Desde o início, Tony Scott já deixa claro que este não será um filme de terror convencional: a violência é estilizada, o erotismo é parte da narrativa e a atmosfera é quase hipnótica, principalmente para aqueles que curtem a música e o estilo da new wave.

O casal, que na verdade é composto por vampiros, atrai vítimas sob uma aparência elegante e sedutora, reforçando a ideia no filme de que o desejo e a morte estão intimamente ligados.
A primeira grande virada acontece quando John, genialmente interpretado por David Bowie, após séculos de juventude eterna ao lado de Miriam, começa a envelhecer rapidamente. Mas qual seria o motivo uma vez que ele é um vampiro? Bom, bom o filme inicialmente enseja que um dos elementos que faz o vampiro permanecer vivo, é sugar o sangue das pessoas. Isso ganha a metáfora de que o vampiro é aquele que também se alimenta da juventude das pessoas e não só do sangue.
Entretanto, de novo é ensejado que, na verdade, há uma relação de mestre entre o vampiro e aquele que o transformou. Então o que na verdade esta acontecendo é que John está envelhecendo pelo fato de Miriam estar perdendo o interesse por ele.
O filme problematiza aqui o conceito de “imortalidade” — não como um dom absoluto, mas como algo condicionado ao interesse e ao afeto de Miriam.
Miriam o prometera “para sempre”, mas esse “sempre” é seletivo: John descobre que seus amantes não morrem, mas acabam aprisionados, conscientes, no esquecimento de Miriam, como zumbis envelhecidos. O amor, portanto, é usado aqui pelo vampiro como ferramenta de controle pelo vampiro, e a imortalidade se revela uma prisão. Isso também revela que o dominante na relação é Miriam, e logo que ela é uma vampira mais velha.
■ ■ ■ ■ ■
_TAREFAS SOLICITADAS_.
(A) Segundo o trecho sobre o filme de vampiros de Tony Scott, por que John está envelhecendo?
(B) Você pode dar continuidade ao trecho sobre o filme de vampiros de Tony Scott, começando logo depois da última frase?

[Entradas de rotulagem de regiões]
■ ■ ■ ■ ■
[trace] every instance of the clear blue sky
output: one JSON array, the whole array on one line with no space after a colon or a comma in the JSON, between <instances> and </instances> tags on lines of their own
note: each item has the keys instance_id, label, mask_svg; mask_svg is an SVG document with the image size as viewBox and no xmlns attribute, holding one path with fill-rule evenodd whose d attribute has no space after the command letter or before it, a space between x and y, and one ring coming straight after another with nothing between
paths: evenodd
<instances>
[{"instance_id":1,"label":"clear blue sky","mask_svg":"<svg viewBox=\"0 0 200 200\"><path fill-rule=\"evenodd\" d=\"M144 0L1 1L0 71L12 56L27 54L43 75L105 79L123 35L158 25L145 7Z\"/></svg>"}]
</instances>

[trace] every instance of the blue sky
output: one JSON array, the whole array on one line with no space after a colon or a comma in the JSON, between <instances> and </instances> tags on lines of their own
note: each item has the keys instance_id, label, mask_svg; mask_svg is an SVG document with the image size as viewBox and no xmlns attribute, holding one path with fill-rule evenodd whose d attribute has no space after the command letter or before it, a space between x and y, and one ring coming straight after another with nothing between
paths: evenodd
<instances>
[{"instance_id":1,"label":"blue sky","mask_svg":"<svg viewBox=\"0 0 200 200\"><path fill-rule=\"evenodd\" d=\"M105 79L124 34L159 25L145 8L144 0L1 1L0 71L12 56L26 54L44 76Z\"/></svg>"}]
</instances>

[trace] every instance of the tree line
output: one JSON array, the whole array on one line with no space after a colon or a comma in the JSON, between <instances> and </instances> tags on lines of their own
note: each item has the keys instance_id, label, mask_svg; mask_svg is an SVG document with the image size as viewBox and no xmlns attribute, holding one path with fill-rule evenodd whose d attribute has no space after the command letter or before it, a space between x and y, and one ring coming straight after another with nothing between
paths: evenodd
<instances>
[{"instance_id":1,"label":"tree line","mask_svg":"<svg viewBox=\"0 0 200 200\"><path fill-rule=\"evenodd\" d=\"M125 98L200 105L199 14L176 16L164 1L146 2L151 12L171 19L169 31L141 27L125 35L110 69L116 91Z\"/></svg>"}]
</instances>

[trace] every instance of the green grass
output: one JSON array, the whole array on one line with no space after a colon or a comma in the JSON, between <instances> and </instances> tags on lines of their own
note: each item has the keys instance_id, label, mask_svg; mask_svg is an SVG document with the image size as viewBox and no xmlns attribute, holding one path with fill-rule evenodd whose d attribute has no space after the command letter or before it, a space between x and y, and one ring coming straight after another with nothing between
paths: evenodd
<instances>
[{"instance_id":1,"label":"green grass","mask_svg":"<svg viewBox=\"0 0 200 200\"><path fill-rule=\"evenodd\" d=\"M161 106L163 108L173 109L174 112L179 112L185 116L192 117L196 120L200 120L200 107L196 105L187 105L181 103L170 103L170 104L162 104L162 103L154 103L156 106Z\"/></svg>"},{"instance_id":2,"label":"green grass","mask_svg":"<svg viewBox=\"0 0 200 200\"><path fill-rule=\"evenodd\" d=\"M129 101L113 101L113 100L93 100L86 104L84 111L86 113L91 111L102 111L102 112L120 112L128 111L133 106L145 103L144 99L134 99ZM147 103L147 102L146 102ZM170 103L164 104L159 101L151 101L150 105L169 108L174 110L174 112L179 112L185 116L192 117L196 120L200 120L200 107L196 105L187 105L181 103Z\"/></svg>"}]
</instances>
■ ■ ■ ■ ■
_RESPOSTAS EM ORDEM_.
(A) Porque Miriam está perdendo o interesse por ele.

(B)
A busca desesperada de John por ajuda leva-o até a Dra. Sarah Roberts (Susan Sarandon), especialista em envelhecimento. Essa escolha narrativa é interessante, pois traz para o universo fantástico uma tentativa de explicação científica. No entanto, o contato de Sarah com Miriam acaba desviando de uma investigação científica para um envolvimento emocional e sexual.
Aqui temos uma das cenas mais controversas do filme: o encontro íntimo entre Sarah e Miriam, que não só quebrou tabus nos anos 80, mas também questionou a fluidez sexual e a manipulação emocional que pode haver também em relacionamentos não normativos. O ato não é apenas erótico; é a transferência da maldição de Miriam para Sarah, misturando prazer e condenação, onde ela obviamente transforma Sarah.
O problema aqui é que Miriam rompeu uma barreira que talvez nunca tivesse rompido antes: ela buscou usar como sua próxima vítima e escravo, a pessoa que foi buscada como ajuea científica de sua última vítima. Ou seja, ela foi cruel com John ao ponto de usar a sua busca por ajuda como sua condenação final.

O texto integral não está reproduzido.